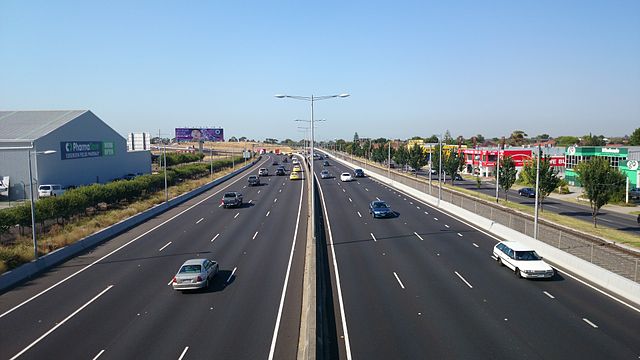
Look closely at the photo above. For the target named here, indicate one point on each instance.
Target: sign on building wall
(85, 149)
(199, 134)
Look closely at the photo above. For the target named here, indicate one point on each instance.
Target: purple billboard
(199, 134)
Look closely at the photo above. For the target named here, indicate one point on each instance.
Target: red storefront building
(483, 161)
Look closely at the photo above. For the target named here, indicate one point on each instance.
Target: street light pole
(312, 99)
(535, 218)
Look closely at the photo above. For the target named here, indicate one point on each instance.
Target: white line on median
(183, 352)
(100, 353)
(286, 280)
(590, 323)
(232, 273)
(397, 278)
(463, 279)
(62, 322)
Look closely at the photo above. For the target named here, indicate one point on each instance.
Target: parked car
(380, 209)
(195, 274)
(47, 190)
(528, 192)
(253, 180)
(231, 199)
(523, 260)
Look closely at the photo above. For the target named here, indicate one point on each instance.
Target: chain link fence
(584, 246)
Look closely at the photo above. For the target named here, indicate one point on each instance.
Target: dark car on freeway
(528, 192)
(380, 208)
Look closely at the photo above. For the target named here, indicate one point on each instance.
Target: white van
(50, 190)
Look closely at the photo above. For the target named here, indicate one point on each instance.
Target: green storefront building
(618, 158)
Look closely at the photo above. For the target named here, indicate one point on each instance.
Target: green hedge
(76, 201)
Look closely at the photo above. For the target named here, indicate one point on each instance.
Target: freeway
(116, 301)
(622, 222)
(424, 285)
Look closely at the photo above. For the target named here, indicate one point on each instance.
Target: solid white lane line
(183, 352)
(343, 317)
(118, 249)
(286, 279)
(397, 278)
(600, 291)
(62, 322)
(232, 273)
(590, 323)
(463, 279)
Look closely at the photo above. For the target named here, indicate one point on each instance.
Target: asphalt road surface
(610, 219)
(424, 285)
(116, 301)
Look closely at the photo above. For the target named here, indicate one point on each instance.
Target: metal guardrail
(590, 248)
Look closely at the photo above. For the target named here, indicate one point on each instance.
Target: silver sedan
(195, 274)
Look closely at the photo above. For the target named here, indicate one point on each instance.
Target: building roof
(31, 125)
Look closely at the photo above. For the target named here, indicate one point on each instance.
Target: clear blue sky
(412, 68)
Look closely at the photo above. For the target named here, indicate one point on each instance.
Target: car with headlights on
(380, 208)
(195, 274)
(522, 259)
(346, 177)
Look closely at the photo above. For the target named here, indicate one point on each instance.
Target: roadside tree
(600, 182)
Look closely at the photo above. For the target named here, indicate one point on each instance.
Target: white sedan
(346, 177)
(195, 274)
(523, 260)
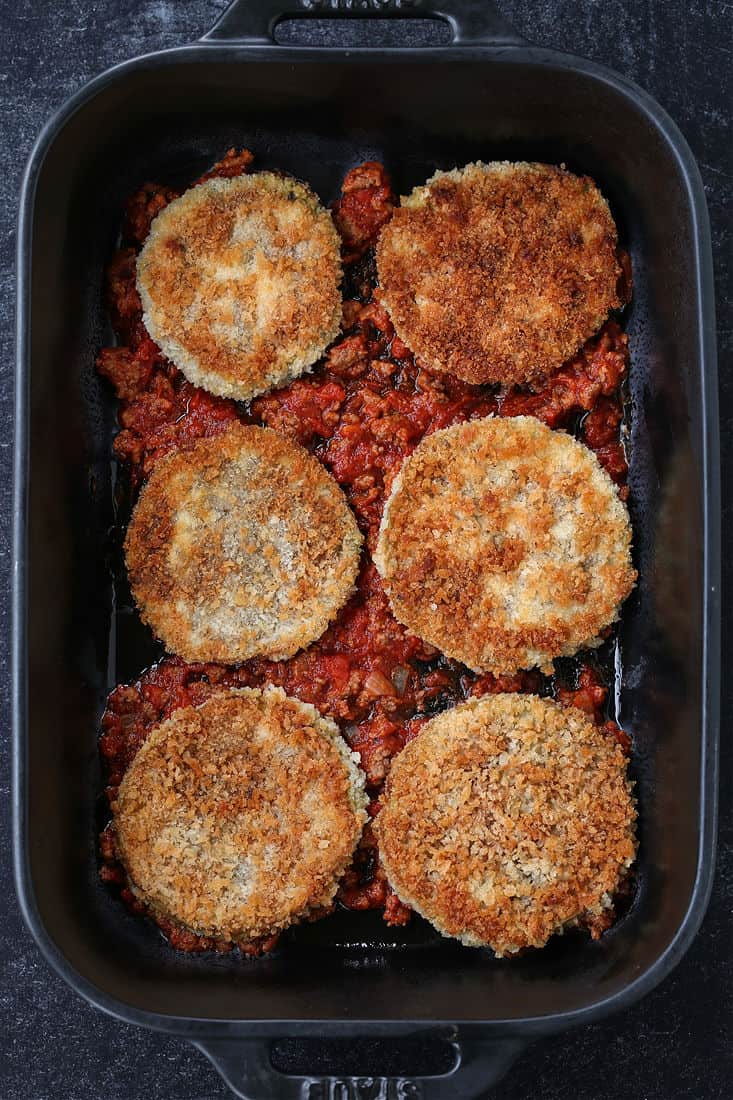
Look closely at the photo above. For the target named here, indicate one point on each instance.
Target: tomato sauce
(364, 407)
::::
• **TASK**: Reproduce all entries above exactly, minus the images.

• **EXERCISE RESPONSE**:
Look closely at the photo above. For the target named here, indicate one point on each instance.
Target: sign on building wall
(85, 149)
(199, 134)
Look closely at the photo above. For the target named here, indicate one point on each instance.
Target: purple billboard
(199, 134)
Look closely at the photo above. For the target named here, indicate one point on each instance.
Target: red storefront building
(483, 161)
Look closely at the photo above. For the target named here, indicate one point on each instance.
Target: street light pole
(312, 99)
(535, 218)
Look closely at the photo above. For the target named here, indicate one point on each instance.
Target: white line on median
(183, 352)
(100, 353)
(286, 280)
(590, 323)
(232, 273)
(397, 278)
(463, 279)
(62, 322)
Look closely at the photo above. For the target named here, indicate one point on each instance.
Target: parked car
(380, 209)
(195, 274)
(47, 190)
(528, 192)
(253, 180)
(231, 199)
(523, 260)
Look closely at the photo above. For the target named here, indicate one point on each instance.
Target: chain link fence
(584, 246)
Look closely at the photo above. For the target named here, indicate one point on each instance.
Target: dark car on freeway
(528, 192)
(380, 208)
Look closely at the photo above. For the target named here, indicate one point on each instance.
Target: white van
(50, 190)
Look closely at the photo above. For the target named here, indicate one point on each instance.
Target: green storefront building
(618, 158)
Look closely at the photo above. For the target named here, indicate one point on each instance.
Target: green hedge
(76, 201)
Look closely at the photo above. For the target named here, indicate one point on each instance.
Target: freeway
(116, 301)
(622, 222)
(424, 285)
Look closely at the photo above. For the target named here, indicate one point on each instance.
Target: solid white lane line
(183, 352)
(343, 317)
(118, 249)
(286, 279)
(397, 278)
(600, 291)
(62, 322)
(232, 273)
(590, 323)
(463, 279)
Look closely at the photo above. For the target named here, indicate one point on each instance.
Target: asphalt road surface
(610, 219)
(424, 285)
(116, 301)
Look closely at the photo above. For the target named here, indicate one point on each instance.
Target: metal guardrail
(590, 248)
Look closely at the photo above. For the target named here, indicate one point on each instance.
Target: silver sedan
(195, 274)
Look closely at the photo above. For the target named here, indicate one point on each instance.
Target: building roof
(31, 125)
Look closely at the photo above. For the target named here, indicate one point on each instance.
Target: clear blue sky
(412, 68)
Look closely at the photo above. For the target named here, indicate one point on each instance.
Target: car with headlights on
(380, 208)
(195, 274)
(522, 259)
(346, 177)
Look closely at the photo above. For the target named here, indicate one point on each instance.
Target: roadside tree
(600, 182)
Look closely at the photo above. For the target named here, indicate one point on each instance.
Target: white sedan
(346, 177)
(195, 274)
(523, 260)
Look closely at the photo above. For the target named here, indicate one point on each instance.
Target: tomato sauce
(364, 407)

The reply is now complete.